STATED GOAL 1: Print the passage on private car leasing word for word, starting with "As seen previously, households" and going on through "Figure 11).".
STATED GOAL 2: Using the passage on private car leasing, mark each statement yes or no and quote the deciding words: (a) In 2020, the two lowest income groups accounted for 3 percent of all new cars registered by an individual. (b) The proportion of private leasing rises with income in every group, including the highest. (c) Private leasing serves as a way for low-income families to acquire a new car.
>> begin SELECTED TEXT
As seen previously, households with an annual income below 200,000 SEK rarely acquire a new car. In 2020, the two lowest income groups accounted for only 3 percent of all new cars registered by an individual. The rate of private leasing is also the lowest among households with an income below 200,000 SEK, regardless of fuel type (
Figure 11).
Therefore, private leasing is not used as a method for low-income families to acquire a new car. Instead, the proportion of private leasing increases with income groups, except for the highest income group, over 800,000 SEK, for which the proportion of private leasing decreased slightly. PHEVs had the highest proportion of private leasing of EVs irrespective of income except for the lowest and highest income groups.
>> end SELECTED TEXT
>> begin PROVIDED RECORDS
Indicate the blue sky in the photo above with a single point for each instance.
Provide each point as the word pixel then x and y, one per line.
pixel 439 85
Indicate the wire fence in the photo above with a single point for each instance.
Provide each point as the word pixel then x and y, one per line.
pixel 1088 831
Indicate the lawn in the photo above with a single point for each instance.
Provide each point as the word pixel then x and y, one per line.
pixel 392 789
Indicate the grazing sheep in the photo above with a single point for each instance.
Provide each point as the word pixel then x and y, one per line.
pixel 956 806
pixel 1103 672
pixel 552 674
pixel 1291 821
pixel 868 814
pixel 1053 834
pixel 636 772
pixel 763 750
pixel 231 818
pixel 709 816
>> end PROVIDED RECORDS
COMPLETE OUTPUT 1:
As seen previously, households with an annual income below 200,000 SEK rarely acquire a new car. In 2020, the two lowest income groups accounted for only 3 percent of all new cars registered by an individual. The rate of private leasing is also the lowest among households with an income below 200,000 SEK, regardless of fuel type (
Figure 11).

COMPLETE OUTPUT 2:
(a) Yes: "In 2020, the two lowest income groups accounted for only 3 percent of all new cars registered by an individual."
(b) No: "except for the highest income group, over 800,000 SEK, for which the proportion of private leasing decreased slightly."
(c) No: "private leasing is not used as a method for low-income families to acquire a new car."